TASK REQUIREMENTS:
Would you please write out every record exactly?

Dataset records:
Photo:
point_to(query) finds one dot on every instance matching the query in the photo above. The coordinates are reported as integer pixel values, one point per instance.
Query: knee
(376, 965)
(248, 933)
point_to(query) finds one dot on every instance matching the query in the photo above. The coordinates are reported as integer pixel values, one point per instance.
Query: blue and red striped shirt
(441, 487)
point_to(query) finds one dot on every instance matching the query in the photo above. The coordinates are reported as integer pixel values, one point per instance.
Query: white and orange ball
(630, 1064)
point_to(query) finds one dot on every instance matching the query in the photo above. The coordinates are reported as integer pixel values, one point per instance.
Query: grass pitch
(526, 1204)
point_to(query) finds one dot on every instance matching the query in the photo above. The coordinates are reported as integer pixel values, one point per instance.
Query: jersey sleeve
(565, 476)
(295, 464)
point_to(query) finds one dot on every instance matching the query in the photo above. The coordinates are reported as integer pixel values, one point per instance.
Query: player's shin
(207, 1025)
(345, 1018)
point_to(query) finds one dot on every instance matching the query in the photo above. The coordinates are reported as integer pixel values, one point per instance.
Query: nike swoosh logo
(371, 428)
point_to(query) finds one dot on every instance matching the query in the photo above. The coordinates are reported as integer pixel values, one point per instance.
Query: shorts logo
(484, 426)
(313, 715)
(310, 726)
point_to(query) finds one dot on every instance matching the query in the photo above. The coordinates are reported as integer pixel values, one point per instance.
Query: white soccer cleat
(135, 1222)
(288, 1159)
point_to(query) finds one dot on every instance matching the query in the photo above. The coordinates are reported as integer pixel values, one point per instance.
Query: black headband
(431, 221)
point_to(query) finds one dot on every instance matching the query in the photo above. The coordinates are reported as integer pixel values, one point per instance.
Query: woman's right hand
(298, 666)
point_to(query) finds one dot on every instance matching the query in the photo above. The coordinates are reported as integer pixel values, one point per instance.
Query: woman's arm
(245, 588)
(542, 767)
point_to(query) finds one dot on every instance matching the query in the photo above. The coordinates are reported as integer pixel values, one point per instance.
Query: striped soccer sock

RESULT OF THE EXERCISE:
Photo:
point_to(query) finds one dot on every instance matching the query in the photo above. The coordinates are reported as integer pixel values, one point per instance.
Query: knee
(376, 965)
(248, 933)
point_to(query) finds one dot on every instance matching the query in the photo above. The coordinates are reported as integer pixel values, one point per instance.
Query: blue and red striped shirt
(441, 487)
point_to(query) finds one dot on every instance matching the query in the photo above. The coordinates are reported as integer pixel values, one point per instance.
Query: white and orange ball
(630, 1064)
point_to(query) finds one dot on every instance matching the query in the photo above. The coordinates are reported as integer pixel values, one point per instance.
Query: grass pitch
(526, 1204)
point_to(query) finds one dot on every instance matching the query in the photo above. The coordinates are reported as integer pixel values, one point per instance.
Query: jersey sleeve
(565, 476)
(295, 464)
point_to(query) finds one dot on every instance matching the query in the photo above. The coordinates are reported as integer pixel values, one point per instance.
Query: player's shin
(207, 1025)
(345, 1018)
point_to(query) finds one dot on every instance matching the query in the photo above. The coordinates are reported as integer pixel values, one point per instance.
Query: nike swoosh logo
(371, 428)
point_to(query) finds one dot on every instance matching the query in the photo above. The coordinates are reported as integer pixel values, one point per instance.
Query: shorts logo
(484, 426)
(313, 715)
(310, 726)
point_to(query) finds one dot on every instance matching the query in the photo above. The coordinates are reported as integer pixel values, one point per instance.
Query: white soccer cleat
(135, 1222)
(288, 1159)
point_to(query) finds one dot on every instance matching the query in the photo above. The coordinates are reported as integer pixel values, one point per instance.
Query: black headband
(431, 221)
point_to(query) finds one dot on every instance matching the query in the photo above. The coordinates are reported as integer pixel values, one point per instance.
Query: woman's right hand
(298, 666)
point_to(query) finds one dot on every instance matching the query in the photo above. The coordinates are reported as integer pixel values, one point per instance.
Query: woman's arm
(245, 588)
(542, 767)
point_to(query) finds one dot on every instance matching the query in the photo above. The coordinates are reported as integer pixel values, one point per instance.
Query: striped soccer sock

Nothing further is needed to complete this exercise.